++++ EXTRACT TO READ ++++

Determining Value & Interprating Results

Unlevered free cash flows (FCFF) and terminal value are discounted using WACC. The sum of discounted cash flows and discounted terminal value gives Enterprise Value  (EV).  

 In order to get equity value subtract net debt from EV, where Net debt is all interest bearing debt minus cash and cash equivalents, then subtract non controlling interest, add associates and affiliates.  Make these adjustments at market values if available or at book values from the consolidated financial statements.

Divide equity value by the fully diluted shares outstanding to get the implied price per share.


DCF valuation is highly sensitive to terminal value and cost of capital assumptions. Therefore, it is best practice to include a sensitivity analysis and present output for a range of scenarios for terminal value and cost of capital.

++++ MATERIAL SUPPLIED ++++

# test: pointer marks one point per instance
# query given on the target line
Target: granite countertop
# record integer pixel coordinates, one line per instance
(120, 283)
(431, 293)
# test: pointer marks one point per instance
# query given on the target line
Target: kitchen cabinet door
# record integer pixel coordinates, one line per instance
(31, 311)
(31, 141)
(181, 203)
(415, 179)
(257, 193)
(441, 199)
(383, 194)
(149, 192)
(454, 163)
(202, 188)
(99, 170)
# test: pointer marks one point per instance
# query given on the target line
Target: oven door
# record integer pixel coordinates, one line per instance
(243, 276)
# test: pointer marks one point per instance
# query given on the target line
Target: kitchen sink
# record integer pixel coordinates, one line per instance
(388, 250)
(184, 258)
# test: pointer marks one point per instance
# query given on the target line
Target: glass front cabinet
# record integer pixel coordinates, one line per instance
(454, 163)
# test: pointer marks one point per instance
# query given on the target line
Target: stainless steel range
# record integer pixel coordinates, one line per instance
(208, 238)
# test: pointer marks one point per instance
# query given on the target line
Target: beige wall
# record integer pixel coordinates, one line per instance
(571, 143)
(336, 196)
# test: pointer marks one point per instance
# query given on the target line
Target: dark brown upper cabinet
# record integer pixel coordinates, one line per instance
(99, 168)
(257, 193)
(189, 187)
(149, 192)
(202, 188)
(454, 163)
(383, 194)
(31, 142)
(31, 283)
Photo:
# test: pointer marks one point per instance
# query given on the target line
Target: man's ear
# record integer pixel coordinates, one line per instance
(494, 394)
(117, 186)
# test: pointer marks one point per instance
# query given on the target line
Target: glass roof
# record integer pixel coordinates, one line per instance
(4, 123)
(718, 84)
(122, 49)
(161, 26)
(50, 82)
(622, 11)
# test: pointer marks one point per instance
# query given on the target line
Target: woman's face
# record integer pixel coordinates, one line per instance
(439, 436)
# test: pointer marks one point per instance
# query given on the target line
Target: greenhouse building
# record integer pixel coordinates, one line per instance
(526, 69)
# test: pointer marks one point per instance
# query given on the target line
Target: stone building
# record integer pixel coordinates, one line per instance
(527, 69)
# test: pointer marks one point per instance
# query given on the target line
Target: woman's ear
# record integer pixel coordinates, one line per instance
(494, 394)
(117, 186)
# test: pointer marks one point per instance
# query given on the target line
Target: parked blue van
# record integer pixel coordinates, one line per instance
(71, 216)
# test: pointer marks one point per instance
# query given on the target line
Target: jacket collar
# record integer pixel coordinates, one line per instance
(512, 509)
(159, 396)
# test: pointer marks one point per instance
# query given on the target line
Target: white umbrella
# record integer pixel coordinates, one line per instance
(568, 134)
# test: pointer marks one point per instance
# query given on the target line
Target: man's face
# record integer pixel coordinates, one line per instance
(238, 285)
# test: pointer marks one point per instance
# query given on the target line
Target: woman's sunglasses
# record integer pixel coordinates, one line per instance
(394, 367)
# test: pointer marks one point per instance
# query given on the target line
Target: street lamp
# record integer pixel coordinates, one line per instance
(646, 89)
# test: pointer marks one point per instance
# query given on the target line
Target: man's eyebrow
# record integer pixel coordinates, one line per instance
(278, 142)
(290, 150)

++++

TASK REQUIREMENTS
(a) According to the DCF valuation text, why is it best practice to present results for a range of terminal value and cost of capital scenarios?
(b) Write out the passage of the DCF valuation text from "Determining Value &" to "cost of capital.", word for word.

SOLUTIONS PER TASK
(a) DCF valuation is highly sensitive to assumptions about terminal value and cost of capital. For that reason, a sensitivity analysis that shows output across a range of scenarios for these two inputs is recommended.

(b)
Determining Value & Interprating Results

Unlevered free cash flows (FCFF) and terminal value are discounted using WACC. The sum of discounted cash flows and discounted terminal value gives Enterprise Value  (EV).  

 In order to get equity value subtract net debt from EV, where Net debt is all interest bearing debt minus cash and cash equivalents, then subtract non controlling interest, add associates and affiliates.  Make these adjustments at market values if available or at book values from the consolidated financial statements.

Divide equity value by the fully diluted shares outstanding to get the implied price per share.


DCF valuation is highly sensitive to terminal value and cost of capital assumptions. Therefore, it is best practice to include a sensitivity analysis and present output for a range of scenarios for terminal value and cost of capital.